▶ _Work instructions_: Each line below must be set down exactly as it stands.

****************************************

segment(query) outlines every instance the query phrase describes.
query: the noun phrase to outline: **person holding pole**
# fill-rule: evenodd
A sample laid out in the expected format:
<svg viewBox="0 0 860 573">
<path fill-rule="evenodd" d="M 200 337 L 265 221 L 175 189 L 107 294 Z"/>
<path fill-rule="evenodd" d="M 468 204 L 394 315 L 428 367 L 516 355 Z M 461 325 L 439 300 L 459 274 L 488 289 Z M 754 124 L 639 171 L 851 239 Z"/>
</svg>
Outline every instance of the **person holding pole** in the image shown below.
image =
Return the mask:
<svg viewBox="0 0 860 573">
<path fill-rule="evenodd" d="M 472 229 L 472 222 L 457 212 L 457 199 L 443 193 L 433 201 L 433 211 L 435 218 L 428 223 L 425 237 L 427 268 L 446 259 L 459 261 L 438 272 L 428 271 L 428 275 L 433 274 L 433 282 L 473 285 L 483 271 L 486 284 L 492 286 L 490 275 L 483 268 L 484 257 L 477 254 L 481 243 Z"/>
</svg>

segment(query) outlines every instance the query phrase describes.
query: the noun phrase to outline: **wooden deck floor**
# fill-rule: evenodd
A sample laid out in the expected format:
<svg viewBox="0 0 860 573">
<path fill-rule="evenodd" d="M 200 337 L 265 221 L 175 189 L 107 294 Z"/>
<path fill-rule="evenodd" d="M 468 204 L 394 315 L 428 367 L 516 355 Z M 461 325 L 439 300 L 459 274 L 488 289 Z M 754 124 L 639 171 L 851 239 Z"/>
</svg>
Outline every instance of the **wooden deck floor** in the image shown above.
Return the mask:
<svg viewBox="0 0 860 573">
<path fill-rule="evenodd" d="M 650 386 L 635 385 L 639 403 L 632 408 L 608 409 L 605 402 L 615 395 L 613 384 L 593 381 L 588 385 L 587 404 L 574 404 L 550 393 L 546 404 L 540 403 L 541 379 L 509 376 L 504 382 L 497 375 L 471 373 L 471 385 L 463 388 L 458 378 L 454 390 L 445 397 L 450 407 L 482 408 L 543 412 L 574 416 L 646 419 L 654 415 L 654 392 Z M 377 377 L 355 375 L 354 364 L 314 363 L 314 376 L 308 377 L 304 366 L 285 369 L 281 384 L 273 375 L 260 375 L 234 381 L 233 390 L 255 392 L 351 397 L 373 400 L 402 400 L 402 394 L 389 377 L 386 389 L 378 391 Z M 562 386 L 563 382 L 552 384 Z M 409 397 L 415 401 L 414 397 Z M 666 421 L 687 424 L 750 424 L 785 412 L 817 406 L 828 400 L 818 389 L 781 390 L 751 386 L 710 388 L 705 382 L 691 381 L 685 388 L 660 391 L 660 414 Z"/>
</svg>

****************************************

▶ _Result_:
segment(query) outlines every instance the query phrase describes.
query: the noun phrase to outline: **person holding pole**
# fill-rule: evenodd
A sample laid out in the expected format:
<svg viewBox="0 0 860 573">
<path fill-rule="evenodd" d="M 200 337 L 265 221 L 175 189 L 107 294 Z"/>
<path fill-rule="evenodd" d="M 468 204 L 394 315 L 428 367 L 516 355 Z M 461 325 L 439 300 L 459 274 L 488 289 Z M 754 124 L 639 171 L 851 239 Z"/>
</svg>
Outline every instance of the **person holding pole** in the image shown below.
image =
Return the mask:
<svg viewBox="0 0 860 573">
<path fill-rule="evenodd" d="M 472 229 L 472 222 L 457 212 L 457 199 L 443 193 L 433 201 L 433 211 L 435 218 L 428 223 L 425 237 L 427 268 L 446 259 L 459 261 L 438 272 L 428 271 L 428 275 L 433 274 L 433 282 L 473 285 L 483 271 L 486 284 L 492 286 L 490 275 L 483 268 L 484 257 L 477 254 L 481 243 Z"/>
</svg>

segment(query) outlines every instance the query phrase describes.
query: the noun phrase to outline: **wooden deck floor**
# fill-rule: evenodd
A sample laid out in the expected format:
<svg viewBox="0 0 860 573">
<path fill-rule="evenodd" d="M 200 337 L 265 221 L 175 189 L 107 294 Z"/>
<path fill-rule="evenodd" d="M 468 204 L 394 315 L 428 367 L 516 355 Z M 461 325 L 439 300 L 459 274 L 488 289 Z M 754 124 L 639 171 L 851 239 Z"/>
</svg>
Outline every instance of the **wooden deck floor** in the image shown above.
Return the mask:
<svg viewBox="0 0 860 573">
<path fill-rule="evenodd" d="M 650 386 L 635 385 L 639 403 L 632 408 L 608 409 L 605 402 L 615 395 L 613 384 L 593 381 L 588 385 L 587 404 L 574 404 L 550 393 L 546 404 L 540 403 L 541 379 L 509 376 L 504 382 L 497 375 L 471 373 L 471 385 L 463 388 L 458 378 L 454 390 L 445 397 L 450 407 L 482 408 L 543 412 L 574 416 L 646 419 L 654 415 L 654 392 Z M 377 377 L 355 375 L 354 364 L 314 363 L 314 376 L 308 377 L 304 366 L 285 369 L 281 384 L 273 375 L 260 375 L 234 381 L 233 390 L 255 392 L 351 397 L 373 400 L 402 400 L 402 394 L 389 377 L 386 389 L 378 391 Z M 562 386 L 563 382 L 552 384 Z M 409 397 L 415 401 L 414 397 Z M 666 421 L 687 424 L 750 424 L 785 412 L 817 406 L 828 400 L 818 389 L 781 390 L 751 386 L 710 388 L 705 382 L 691 381 L 685 388 L 660 391 L 660 414 Z"/>
</svg>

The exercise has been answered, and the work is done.